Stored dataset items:

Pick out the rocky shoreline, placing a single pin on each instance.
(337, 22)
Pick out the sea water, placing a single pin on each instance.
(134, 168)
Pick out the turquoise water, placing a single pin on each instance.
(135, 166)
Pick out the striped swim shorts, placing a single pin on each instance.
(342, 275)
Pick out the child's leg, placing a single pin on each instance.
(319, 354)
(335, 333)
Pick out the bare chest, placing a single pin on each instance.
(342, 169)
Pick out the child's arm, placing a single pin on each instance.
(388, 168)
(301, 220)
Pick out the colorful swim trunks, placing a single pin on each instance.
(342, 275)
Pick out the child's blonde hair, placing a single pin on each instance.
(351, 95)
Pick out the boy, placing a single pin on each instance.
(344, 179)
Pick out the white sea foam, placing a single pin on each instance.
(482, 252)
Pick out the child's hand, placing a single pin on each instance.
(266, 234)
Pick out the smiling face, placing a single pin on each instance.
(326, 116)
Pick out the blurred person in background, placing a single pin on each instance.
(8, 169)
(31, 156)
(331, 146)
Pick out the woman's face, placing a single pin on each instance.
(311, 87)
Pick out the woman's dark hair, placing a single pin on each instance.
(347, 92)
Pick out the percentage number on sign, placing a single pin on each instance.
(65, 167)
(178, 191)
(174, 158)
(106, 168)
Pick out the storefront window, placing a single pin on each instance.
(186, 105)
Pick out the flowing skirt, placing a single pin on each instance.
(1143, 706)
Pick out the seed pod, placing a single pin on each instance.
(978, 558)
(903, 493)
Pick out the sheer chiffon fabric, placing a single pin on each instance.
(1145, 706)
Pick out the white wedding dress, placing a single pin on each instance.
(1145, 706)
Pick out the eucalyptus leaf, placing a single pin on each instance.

◆ **Work instructions**: Retype, without any changes, the lines starting at the one that contains "Pick out the white wedding" and ending at the final line of the stored dataset items.

◆ **Final answer**:
Pick out the white wedding dress, placing a single pin on each instance.
(1145, 706)
Pick out the eucalyptus leaf, placing a single pin on each instance.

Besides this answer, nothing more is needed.